::: SUPPLIED RECORDS :::
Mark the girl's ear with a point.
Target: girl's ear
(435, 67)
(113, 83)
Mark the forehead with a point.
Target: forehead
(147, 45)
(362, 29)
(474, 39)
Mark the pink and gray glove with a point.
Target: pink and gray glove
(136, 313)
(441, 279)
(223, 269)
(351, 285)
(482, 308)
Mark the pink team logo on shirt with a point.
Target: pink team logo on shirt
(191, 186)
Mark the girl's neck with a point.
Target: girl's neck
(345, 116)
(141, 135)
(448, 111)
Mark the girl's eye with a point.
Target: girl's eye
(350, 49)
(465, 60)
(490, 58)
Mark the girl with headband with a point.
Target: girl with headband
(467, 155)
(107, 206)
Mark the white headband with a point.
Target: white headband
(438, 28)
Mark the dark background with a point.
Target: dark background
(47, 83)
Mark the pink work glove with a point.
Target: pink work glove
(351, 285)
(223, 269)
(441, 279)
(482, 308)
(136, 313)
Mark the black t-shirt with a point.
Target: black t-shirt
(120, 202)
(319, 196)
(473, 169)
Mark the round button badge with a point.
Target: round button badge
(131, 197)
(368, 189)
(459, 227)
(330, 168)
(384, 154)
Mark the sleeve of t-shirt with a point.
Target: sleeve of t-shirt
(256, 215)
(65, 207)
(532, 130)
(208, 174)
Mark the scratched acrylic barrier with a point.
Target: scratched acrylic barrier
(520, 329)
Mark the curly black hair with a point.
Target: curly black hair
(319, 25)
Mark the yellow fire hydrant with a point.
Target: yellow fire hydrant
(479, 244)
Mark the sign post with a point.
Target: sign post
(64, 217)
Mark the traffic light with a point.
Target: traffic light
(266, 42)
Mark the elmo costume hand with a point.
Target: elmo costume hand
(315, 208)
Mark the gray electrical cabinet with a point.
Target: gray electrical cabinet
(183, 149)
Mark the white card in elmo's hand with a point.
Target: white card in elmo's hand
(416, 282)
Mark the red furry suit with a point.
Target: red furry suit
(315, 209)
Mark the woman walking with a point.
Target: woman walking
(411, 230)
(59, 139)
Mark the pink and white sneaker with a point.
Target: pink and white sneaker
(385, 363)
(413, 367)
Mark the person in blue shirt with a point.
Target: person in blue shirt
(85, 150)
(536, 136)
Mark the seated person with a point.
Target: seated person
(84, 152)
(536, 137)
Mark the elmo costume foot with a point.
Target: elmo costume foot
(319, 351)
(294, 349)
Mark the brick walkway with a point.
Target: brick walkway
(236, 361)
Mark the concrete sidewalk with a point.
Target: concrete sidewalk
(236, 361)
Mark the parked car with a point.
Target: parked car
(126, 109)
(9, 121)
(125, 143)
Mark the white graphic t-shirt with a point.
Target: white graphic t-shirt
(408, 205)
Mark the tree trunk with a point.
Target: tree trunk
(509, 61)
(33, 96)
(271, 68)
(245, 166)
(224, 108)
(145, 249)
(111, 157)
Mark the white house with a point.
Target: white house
:::
- **GIVEN PROBLEM**
Copy out all of the material above, word for word and line by line, with nothing added or left out.

- **EXPECTED ANSWER**
Mark the girl's ear with a point.
Target: girl's ear
(435, 67)
(113, 83)
Mark the forehead with a point.
Target: forehead
(147, 45)
(362, 29)
(474, 39)
Mark the pink and gray glove with a point.
Target: pink and gray glove
(136, 313)
(441, 279)
(223, 269)
(351, 285)
(482, 308)
Mark the pink team logo on shirt with a point.
Target: pink team logo on shirt
(191, 186)
Mark the girl's neck with a point.
Target: girl's neck
(345, 116)
(141, 135)
(448, 111)
Mark the girl's eye with a point.
Target: girl's eye
(350, 49)
(465, 60)
(490, 58)
Mark the girl with headband with a point.
Target: girl with headband
(467, 155)
(107, 206)
Mark the white headband with a point.
Target: white headband
(438, 28)
Mark the dark background with a point.
Target: dark background
(47, 83)
Mark the pink work glove with a point.
Target: pink work glove
(351, 285)
(223, 269)
(441, 279)
(482, 308)
(136, 313)
Mark the black t-shirt with a point.
Target: black t-shirt
(120, 202)
(319, 196)
(473, 169)
Mark the round button badge with a point.
Target: round button badge
(131, 197)
(368, 189)
(459, 227)
(330, 168)
(384, 154)
Mark the sleeve of t-shirt with a point.
Target: sleeve of t-shirt
(256, 215)
(65, 207)
(532, 130)
(208, 174)
Mark the scratched acrylic barrier with a point.
Target: scratched acrylic barrier
(520, 329)
Mark the curly black hair with a point.
Target: curly black hair
(319, 25)
Mark the yellow fire hydrant with a point.
Target: yellow fire hydrant
(479, 244)
Mark the sign post with a point.
Target: sign post
(64, 217)
Mark the traffic light with a point.
Target: traffic light
(266, 42)
Mark the elmo costume hand with a point.
Target: elmo costume hand
(315, 208)
Mark the gray electrical cabinet with a point.
Target: gray electrical cabinet
(183, 149)
Mark the white card in elmo's hand with a point.
Target: white card in elmo's hand
(416, 282)
Mark the red furry suit with a point.
Target: red furry suit
(315, 209)
Mark the woman walking with a point.
Target: woman walking
(411, 230)
(59, 139)
Mark the pink and white sneaker with a point.
Target: pink and white sneaker
(385, 363)
(413, 367)
Mark the person in blue shirt with a point.
Target: person in blue shirt
(85, 150)
(536, 136)
Mark the seated person with a point.
Target: seated person
(84, 152)
(536, 137)
Mark the elmo costume foot with a point.
Target: elmo costume foot
(319, 351)
(294, 349)
Mark the brick walkway with a point.
Target: brick walkway
(236, 361)
Mark the concrete sidewalk with a point.
Target: concrete sidewalk
(236, 361)
Mark the parked car with a point.
Target: parked car
(126, 109)
(9, 121)
(125, 143)
Mark the white graphic t-shirt with a point.
Target: white graphic t-shirt
(408, 205)
Mark the tree trunk with a point.
Target: tree trunk
(509, 61)
(33, 96)
(271, 68)
(245, 166)
(224, 108)
(145, 249)
(111, 157)
Mark the white house with a point.
Target: white house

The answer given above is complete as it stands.